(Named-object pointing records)
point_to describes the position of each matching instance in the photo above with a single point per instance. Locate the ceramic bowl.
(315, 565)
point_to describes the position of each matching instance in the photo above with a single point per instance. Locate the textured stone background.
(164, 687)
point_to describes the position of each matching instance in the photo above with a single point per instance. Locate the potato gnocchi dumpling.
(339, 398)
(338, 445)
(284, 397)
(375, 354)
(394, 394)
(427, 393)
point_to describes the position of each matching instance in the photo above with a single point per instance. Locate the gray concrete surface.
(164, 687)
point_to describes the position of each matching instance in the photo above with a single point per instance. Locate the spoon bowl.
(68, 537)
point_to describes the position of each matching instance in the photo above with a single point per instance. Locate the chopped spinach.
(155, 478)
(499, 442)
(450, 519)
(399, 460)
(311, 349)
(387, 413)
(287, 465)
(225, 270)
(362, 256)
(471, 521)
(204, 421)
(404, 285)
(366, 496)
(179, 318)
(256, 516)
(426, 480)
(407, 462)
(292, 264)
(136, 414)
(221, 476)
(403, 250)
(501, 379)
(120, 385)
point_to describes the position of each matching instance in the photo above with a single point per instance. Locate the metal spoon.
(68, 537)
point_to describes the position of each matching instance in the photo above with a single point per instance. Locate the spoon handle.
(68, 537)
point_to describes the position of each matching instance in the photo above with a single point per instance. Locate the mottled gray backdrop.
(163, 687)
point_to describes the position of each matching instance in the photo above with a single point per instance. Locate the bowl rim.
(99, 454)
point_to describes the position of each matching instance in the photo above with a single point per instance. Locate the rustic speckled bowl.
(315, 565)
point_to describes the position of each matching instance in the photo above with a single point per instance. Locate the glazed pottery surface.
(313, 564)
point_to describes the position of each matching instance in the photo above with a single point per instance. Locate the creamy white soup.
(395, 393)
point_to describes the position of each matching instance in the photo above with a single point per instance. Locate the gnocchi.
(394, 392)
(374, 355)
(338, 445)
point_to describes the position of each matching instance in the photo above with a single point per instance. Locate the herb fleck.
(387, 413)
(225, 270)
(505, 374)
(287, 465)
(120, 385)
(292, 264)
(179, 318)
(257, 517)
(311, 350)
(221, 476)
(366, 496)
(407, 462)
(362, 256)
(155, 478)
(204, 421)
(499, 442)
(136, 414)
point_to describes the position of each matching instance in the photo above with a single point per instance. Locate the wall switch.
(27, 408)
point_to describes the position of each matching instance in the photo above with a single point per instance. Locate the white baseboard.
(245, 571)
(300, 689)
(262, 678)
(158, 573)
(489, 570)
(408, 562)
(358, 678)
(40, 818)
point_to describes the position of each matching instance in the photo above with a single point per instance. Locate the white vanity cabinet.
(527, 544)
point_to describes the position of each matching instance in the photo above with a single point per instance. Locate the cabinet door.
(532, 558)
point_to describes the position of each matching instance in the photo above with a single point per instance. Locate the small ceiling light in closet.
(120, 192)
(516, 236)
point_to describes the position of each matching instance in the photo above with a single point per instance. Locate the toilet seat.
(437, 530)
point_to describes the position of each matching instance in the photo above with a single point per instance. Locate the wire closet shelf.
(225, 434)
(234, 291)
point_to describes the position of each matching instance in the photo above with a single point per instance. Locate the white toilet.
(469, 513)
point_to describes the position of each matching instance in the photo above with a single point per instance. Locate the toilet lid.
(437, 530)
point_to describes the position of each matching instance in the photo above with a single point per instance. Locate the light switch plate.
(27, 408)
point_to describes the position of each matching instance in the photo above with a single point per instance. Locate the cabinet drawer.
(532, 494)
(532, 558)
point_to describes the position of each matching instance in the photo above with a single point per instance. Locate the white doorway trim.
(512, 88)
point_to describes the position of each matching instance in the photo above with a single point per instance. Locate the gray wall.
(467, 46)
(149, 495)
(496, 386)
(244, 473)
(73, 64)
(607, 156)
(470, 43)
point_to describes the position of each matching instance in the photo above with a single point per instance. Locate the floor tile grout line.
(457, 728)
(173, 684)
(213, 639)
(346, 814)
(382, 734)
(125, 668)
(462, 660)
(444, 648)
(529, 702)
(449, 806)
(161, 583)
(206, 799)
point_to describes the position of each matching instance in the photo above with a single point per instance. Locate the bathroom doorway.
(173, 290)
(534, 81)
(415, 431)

**EXERCISE GOAL**
Exactly reproduce every line of the data above.

**WRITTEN ANSWER**
point_to describes the position of each matching instance in the photo above with a single point per instance. Locate the ceramic bowl.
(315, 565)
point_to describes the position of each matching instance in the photo above with a single point per instance. Locate the textured stone background.
(164, 687)
point_to describes the position of each matching instance in the photo above with a single point per instance. Locate the potato gnocchi dumpling.
(339, 398)
(338, 445)
(284, 397)
(375, 354)
(394, 394)
(427, 393)
point_to describes the position of each matching instance in the photo above with a single point per instance. Locate the gray concrete surface.
(164, 687)
point_to describes the position of each matching instance in the photo above with a single point per instance. Locate the spoon bowl.
(68, 537)
point_to describes the position of each matching instance in the photo above with a single point per instance. Locate the chopped spinach.
(155, 478)
(499, 442)
(450, 519)
(399, 460)
(311, 349)
(387, 413)
(287, 465)
(225, 270)
(362, 256)
(471, 521)
(204, 421)
(404, 285)
(366, 496)
(179, 318)
(256, 516)
(426, 480)
(407, 462)
(292, 264)
(136, 414)
(221, 476)
(403, 250)
(501, 379)
(120, 385)
point_to describes the position of each matching instance in the photo above with a single point per instance. Locate the metal spoon.
(68, 537)
point_to describes the position of each matching instance in the photo above with a single point per instance. Locate the spoon handle.
(68, 537)
point_to describes the position of each matching instance in the photo above with a single point per instance. Locate the mottled gray backdrop.
(163, 687)
point_to describes the position of each matching instance in the photo above with a single point per instance. Locate the bowl rim.
(99, 454)
point_to describes the position of each matching instance in the photo above with a single point per instance. Locate the rustic speckled bowl.
(315, 565)
point_to describes the position of each matching instance in the photo above with a single point per instance. Locate the glazed pottery surface.
(313, 564)
point_to describes the position of each matching instance in the photo above with a single point per instance. Locate the creamy white soup.
(395, 393)
point_to describes the position of each matching instance in the photo above with a single point per instance. Locate the gnocchi.
(394, 392)
(374, 355)
(338, 445)
point_to describes the position of each matching instance in the photo above with a single point per instance. Locate the herb fleck.
(387, 413)
(225, 270)
(505, 374)
(287, 465)
(120, 385)
(292, 264)
(179, 318)
(257, 517)
(311, 350)
(221, 476)
(366, 496)
(407, 462)
(362, 256)
(155, 478)
(204, 421)
(499, 442)
(136, 414)
point_to describes the position of each matching instance in the photo above with a single point per instance. Locate the wall switch.
(27, 408)
point_to describes the position of each matching instance in the photo above with a single point per instance. Locate the white baseboard.
(245, 571)
(300, 689)
(262, 678)
(158, 573)
(489, 570)
(408, 562)
(358, 678)
(40, 818)
point_to describes the position of each matching instance in the photo above with a single point per instance. Locate the white vanity cabinet.
(527, 544)
point_to describes the position of each matching instance in the photo above with a single point per instance. Locate the cabinet door.
(532, 558)
point_to describes the position of each matching instance in the photo above with a single point per instance. Locate the small ceiling light in closet.
(120, 192)
(516, 236)
point_to describes the position of each matching instance in the photo above with a single point per instance. Locate the toilet seat.
(437, 530)
point_to describes the position of each matching instance in the photo above with a single point per instance. Locate the wire closet shelf.
(225, 434)
(234, 291)
point_to describes the position of each matching instance in the photo above with a single point per instance. Locate the white toilet.
(469, 513)
point_to describes the position of each matching instance in the photo above with a single point per instance. Locate the toilet lid.
(437, 530)
point_to describes the position of each matching instance in the photo above with a single point per instance. Locate the light switch plate.
(27, 408)
point_to describes the position of each matching instance in the photo above with a single point per instance. Locate the cabinet drawer.
(532, 494)
(532, 558)
point_to describes the position of each matching instance in the photo above with a single point per instance. Locate the white doorway trim.
(512, 88)
point_to describes the position of each matching instance in the photo above with a single point per instance. Locate the gray wall.
(467, 46)
(149, 495)
(496, 386)
(244, 473)
(73, 64)
(607, 156)
(470, 43)
point_to describes the position of each matching instance in the photo above with a single point per instance. Locate the floor tile grout line.
(457, 728)
(173, 684)
(213, 639)
(346, 814)
(382, 734)
(125, 668)
(462, 660)
(444, 648)
(529, 702)
(449, 806)
(161, 583)
(206, 799)
point_to describes the position of each matching instance in the photo above with a single point per instance. Locate the bathroom doorway.
(173, 290)
(534, 81)
(415, 431)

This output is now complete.